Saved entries
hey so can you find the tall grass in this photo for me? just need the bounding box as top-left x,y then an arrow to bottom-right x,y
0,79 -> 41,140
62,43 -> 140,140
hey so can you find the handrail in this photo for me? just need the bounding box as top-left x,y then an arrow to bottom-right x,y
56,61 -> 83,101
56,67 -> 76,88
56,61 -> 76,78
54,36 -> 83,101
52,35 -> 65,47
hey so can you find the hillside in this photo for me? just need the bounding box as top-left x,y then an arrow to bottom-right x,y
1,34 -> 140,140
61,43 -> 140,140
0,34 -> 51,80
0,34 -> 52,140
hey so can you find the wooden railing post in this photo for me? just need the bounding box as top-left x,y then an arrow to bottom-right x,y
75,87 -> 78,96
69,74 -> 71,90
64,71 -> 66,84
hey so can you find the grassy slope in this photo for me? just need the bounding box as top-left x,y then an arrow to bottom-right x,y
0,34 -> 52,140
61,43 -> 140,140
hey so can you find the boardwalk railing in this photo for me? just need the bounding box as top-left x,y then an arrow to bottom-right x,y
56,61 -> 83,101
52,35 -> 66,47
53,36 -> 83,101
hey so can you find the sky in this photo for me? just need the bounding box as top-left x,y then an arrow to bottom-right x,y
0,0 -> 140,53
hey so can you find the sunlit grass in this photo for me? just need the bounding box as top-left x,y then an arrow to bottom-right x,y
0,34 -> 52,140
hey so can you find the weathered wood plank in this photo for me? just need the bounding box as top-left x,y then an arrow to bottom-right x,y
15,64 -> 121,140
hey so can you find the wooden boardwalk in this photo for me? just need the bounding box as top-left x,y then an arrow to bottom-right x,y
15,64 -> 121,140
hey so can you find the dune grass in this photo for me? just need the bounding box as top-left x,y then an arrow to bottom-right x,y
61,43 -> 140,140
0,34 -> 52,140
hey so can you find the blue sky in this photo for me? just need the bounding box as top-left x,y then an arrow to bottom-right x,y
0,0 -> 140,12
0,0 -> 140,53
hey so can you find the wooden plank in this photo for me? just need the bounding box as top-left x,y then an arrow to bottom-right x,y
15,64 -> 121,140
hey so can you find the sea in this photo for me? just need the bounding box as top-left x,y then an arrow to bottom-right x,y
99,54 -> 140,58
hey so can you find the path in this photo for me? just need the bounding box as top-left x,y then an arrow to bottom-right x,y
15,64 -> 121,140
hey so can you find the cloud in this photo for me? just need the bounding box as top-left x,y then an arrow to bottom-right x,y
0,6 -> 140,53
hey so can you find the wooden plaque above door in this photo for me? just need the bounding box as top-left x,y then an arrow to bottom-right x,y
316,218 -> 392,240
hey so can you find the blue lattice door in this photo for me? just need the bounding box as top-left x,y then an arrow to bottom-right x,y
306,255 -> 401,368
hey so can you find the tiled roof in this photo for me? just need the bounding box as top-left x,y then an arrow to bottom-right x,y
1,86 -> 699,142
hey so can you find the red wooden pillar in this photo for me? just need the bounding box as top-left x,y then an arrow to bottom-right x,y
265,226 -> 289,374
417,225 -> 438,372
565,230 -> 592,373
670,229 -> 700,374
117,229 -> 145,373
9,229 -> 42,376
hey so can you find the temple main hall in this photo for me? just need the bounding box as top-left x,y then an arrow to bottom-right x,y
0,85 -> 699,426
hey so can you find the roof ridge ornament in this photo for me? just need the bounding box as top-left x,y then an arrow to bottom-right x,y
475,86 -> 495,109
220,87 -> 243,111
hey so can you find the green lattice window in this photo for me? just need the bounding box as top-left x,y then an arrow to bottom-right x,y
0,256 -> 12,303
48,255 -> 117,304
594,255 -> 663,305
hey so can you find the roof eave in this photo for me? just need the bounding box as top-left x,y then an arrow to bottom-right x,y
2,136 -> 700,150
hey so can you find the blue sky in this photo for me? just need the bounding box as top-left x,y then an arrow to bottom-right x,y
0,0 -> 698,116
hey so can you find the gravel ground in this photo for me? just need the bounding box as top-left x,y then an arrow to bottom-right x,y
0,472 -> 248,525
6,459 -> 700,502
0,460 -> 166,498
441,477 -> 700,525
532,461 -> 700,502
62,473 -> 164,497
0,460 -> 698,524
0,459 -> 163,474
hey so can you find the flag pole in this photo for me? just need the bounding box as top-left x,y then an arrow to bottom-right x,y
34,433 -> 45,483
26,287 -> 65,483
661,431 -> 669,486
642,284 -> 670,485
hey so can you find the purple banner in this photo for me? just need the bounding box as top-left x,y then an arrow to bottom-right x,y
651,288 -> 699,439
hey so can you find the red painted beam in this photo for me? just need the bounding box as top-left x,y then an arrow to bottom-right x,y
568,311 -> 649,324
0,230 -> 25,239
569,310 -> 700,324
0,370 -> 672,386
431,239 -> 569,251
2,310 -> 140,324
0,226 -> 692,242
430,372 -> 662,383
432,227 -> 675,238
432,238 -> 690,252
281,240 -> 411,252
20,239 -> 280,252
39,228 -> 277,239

Instructions to follow ::
Every entry should be printed again exactly as written.

Result for this exercise ::
hey so can you find the tall grass in this photo for me? just need the bounding box as top-left x,y then an arrow to bottom-right x,y
0,79 -> 41,140
62,43 -> 140,140
hey so can you find the handrail in this photo for me? just need the bounding box as top-left x,y then an arrow to bottom-right x,y
56,61 -> 83,101
56,67 -> 76,88
56,61 -> 76,78
54,36 -> 83,101
52,35 -> 65,47
hey so can you find the hillside in this photo for me? just need the bounding box as top-left x,y then an arrow to bottom-right x,y
1,34 -> 140,140
61,43 -> 140,140
0,34 -> 51,80
0,34 -> 52,140
hey so can you find the wooden railing post in this photo for me? just need the bounding box as top-left x,y then an arrow to bottom-right x,y
75,87 -> 78,96
69,74 -> 71,90
64,71 -> 66,84
hey so can you find the grassy slope in this photo for me? just need the bounding box as top-left x,y then an arrow to bottom-right x,y
0,34 -> 52,140
61,43 -> 140,140
hey so can you find the boardwalk railing in this photo for me? just need the bounding box as top-left x,y then an arrow to bottom-right x,y
56,61 -> 83,101
52,35 -> 66,47
53,36 -> 83,101
hey so can you find the sky in this photo for me? just need the bounding box as top-left x,y then an arrow to bottom-right x,y
0,0 -> 140,53
hey so can you find the sunlit grass in this photo for me? just need the bounding box as top-left x,y then an arrow to bottom-right x,y
0,34 -> 52,140
hey so can you find the weathered wood plank in this photo for me? just need the bounding box as top-left x,y then an arrow to bottom-right x,y
15,64 -> 121,140
hey so can you find the wooden boardwalk in this photo for me? just need the bounding box as top-left x,y then an arrow to bottom-right x,y
15,64 -> 121,140
hey so can you find the dune grass in this photo for me? just need the bounding box as top-left x,y then an arrow to bottom-right x,y
61,43 -> 140,140
0,34 -> 52,140
hey so can you find the blue sky in this photo for me? just need the bounding box as top-left x,y then an arrow to bottom-right x,y
0,0 -> 140,12
0,0 -> 140,53
hey so can you find the wooden plank in this photo for me? just need the bounding box as top-left x,y then an arrow to bottom-right x,y
15,64 -> 121,140
hey so can you find the sea in this photo for me? just need the bounding box as top-left x,y then an arrow to bottom-right x,y
99,54 -> 140,58
hey so can you find the path in this photo for me? just need the bounding box as top-left x,y then an arrow to bottom-right x,y
15,64 -> 121,140
hey so can you find the cloud in this photo for me? just need the bounding box as top-left x,y then an arrow to bottom-right x,y
0,6 -> 140,53
hey so can you find the wooden plaque above door in this photo for me? just need the bounding box as top-left x,y then an arrow to bottom-right x,y
316,218 -> 392,240
hey so can you find the blue lattice door in this photo for me? just need the bounding box as top-left x,y then an arrow to bottom-right x,y
306,255 -> 401,368
hey so can you find the tiled roof in this photo for me? just need the bounding box as top-left x,y then an arrow to bottom-right x,y
1,86 -> 699,142
hey so can you find the red wooden pillar in this photo for me? just need the bounding box as top-left x,y then an arrow to bottom-right x,y
265,226 -> 289,374
417,225 -> 438,372
565,230 -> 592,373
670,229 -> 700,374
117,229 -> 145,373
9,229 -> 42,376
hey so can you find the temple main hall in this photo for me? just need the bounding box as top-left x,y then an arrow to bottom-right x,y
0,85 -> 699,426
hey so can you find the roof ridge ornament in this photo for me? just need the bounding box as top-left x,y then an arrow to bottom-right x,y
475,86 -> 495,109
220,87 -> 243,111
hey so can you find the green lattice window in this photo for me? just need the bounding box as top-left x,y then an arrow to bottom-right x,y
0,256 -> 12,303
48,255 -> 117,304
594,255 -> 663,305
hey so can you find the roof eave in this photo for me? just need the bounding box as top-left x,y then an arrow to bottom-right x,y
2,136 -> 700,150
hey so can you find the blue sky in this photo for me? just need the bounding box as top-left x,y then an arrow to bottom-right x,y
0,0 -> 698,116
hey so can you find the gravel ground in this photo for me? just need the bounding box as top-left x,y then an arrow to bottom-right x,y
0,472 -> 248,525
6,459 -> 700,502
0,460 -> 166,498
441,477 -> 700,525
532,461 -> 700,502
62,473 -> 164,497
0,460 -> 698,524
0,459 -> 163,474
hey so can you find the flag pole in this photo for me? just need the bounding box as top-left x,y then an arrow to bottom-right x,y
34,433 -> 45,483
26,287 -> 65,483
661,431 -> 669,486
642,284 -> 670,485
hey so can you find the purple banner in this photo for me? just need the bounding box as top-left x,y then an arrow to bottom-right x,y
651,288 -> 699,439
hey so can you find the red painted beam in this photo for me? just need the bounding box as top-left x,y then an arrow to bottom-right x,y
568,311 -> 649,324
0,230 -> 25,239
569,310 -> 700,324
0,370 -> 672,386
431,239 -> 569,251
2,310 -> 140,324
0,226 -> 692,242
430,372 -> 662,383
432,227 -> 675,238
432,238 -> 690,252
281,240 -> 411,252
20,239 -> 280,252
39,228 -> 277,239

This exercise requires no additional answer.